Short problem: Write out the records again, beginning at the line that has "Where can the limestone" and going through the end of the records, keeping every line. Shift each coordinate pair by adding 18 to both of its numbers.

[START Task inputs]

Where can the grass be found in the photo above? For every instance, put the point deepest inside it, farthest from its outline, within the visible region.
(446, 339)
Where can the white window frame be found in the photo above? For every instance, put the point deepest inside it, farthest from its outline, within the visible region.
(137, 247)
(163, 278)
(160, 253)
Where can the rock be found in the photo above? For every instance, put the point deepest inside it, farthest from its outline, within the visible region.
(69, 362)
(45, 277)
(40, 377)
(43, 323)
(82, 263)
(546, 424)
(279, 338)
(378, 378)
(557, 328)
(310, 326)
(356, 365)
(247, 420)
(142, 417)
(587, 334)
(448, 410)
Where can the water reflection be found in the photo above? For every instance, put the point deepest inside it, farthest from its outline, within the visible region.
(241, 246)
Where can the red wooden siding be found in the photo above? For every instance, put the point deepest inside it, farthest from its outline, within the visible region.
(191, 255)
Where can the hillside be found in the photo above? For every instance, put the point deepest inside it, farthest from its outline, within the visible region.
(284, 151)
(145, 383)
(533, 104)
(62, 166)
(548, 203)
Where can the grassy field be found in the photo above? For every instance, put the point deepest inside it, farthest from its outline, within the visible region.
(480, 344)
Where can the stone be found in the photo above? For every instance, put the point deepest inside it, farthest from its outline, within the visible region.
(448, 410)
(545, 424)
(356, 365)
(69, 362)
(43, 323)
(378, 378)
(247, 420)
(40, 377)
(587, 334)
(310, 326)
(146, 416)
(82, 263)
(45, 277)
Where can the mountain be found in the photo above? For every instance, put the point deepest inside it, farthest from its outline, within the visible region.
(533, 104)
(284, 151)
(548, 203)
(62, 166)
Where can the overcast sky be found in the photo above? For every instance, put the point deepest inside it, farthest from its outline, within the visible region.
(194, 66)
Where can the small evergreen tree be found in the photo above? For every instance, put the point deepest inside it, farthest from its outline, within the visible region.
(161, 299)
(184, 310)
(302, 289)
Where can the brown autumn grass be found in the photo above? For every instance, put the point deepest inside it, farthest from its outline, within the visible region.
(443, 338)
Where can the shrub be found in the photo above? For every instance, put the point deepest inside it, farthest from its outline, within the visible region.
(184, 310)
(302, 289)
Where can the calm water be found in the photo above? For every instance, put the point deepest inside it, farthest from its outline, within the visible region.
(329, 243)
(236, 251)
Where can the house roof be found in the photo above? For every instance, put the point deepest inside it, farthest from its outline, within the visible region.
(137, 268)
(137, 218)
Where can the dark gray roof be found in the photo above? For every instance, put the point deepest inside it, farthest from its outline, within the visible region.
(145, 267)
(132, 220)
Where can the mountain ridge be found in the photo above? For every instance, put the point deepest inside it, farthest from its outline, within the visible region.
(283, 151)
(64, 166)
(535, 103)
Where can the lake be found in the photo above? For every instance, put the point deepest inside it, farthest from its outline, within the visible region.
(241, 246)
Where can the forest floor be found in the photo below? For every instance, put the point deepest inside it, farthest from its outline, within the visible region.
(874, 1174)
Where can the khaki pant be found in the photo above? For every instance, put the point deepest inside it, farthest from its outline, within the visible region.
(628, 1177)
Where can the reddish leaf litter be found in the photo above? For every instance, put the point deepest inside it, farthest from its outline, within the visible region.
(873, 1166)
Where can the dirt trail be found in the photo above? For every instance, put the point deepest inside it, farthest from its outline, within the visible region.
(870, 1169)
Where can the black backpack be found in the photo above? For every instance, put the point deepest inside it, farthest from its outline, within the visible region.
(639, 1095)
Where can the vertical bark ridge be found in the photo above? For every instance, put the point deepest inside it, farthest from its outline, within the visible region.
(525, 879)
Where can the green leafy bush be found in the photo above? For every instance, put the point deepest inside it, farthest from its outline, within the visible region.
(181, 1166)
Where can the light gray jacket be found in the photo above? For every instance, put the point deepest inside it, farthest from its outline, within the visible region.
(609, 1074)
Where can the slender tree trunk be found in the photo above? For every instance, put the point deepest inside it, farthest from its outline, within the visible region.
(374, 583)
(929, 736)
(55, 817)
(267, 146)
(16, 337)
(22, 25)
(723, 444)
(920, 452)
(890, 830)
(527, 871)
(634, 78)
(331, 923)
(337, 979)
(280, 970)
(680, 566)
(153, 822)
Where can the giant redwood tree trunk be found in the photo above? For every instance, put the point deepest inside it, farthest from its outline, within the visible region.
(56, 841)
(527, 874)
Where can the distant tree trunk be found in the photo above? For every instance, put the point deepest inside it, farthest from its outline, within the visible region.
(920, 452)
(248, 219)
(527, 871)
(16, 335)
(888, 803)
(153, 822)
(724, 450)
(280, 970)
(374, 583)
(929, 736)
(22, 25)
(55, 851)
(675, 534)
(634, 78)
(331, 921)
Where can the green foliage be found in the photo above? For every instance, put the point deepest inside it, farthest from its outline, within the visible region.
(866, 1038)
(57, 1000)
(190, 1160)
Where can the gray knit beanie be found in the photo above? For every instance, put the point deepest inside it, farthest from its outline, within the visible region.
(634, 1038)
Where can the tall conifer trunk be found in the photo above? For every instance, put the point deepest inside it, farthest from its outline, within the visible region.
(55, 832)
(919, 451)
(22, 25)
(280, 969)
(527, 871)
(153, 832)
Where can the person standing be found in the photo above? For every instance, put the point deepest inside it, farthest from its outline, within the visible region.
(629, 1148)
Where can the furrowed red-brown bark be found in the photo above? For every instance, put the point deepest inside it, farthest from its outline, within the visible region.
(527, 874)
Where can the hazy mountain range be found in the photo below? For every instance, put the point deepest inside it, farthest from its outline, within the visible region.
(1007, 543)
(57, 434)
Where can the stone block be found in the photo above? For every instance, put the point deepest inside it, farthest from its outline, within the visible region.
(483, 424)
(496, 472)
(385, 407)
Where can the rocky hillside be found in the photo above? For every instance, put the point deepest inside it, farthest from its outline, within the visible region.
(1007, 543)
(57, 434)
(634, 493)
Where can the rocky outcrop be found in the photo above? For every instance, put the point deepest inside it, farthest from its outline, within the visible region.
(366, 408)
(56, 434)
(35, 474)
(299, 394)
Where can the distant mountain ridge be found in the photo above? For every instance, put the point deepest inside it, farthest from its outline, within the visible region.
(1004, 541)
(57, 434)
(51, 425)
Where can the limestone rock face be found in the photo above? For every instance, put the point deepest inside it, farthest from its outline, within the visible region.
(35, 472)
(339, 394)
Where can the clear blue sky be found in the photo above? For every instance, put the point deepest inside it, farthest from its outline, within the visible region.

[END Task inputs]

Exercise answer:
Where can the limestone rock face be found in the photo above? For every instance, put the point deepest inside it, farthest from its outline, within the visible region.
(53, 490)
(357, 412)
Where can the clear blue sky be found in the photo above? For every instance, put the point deepest inside it, farthest from its outline, within the visible region.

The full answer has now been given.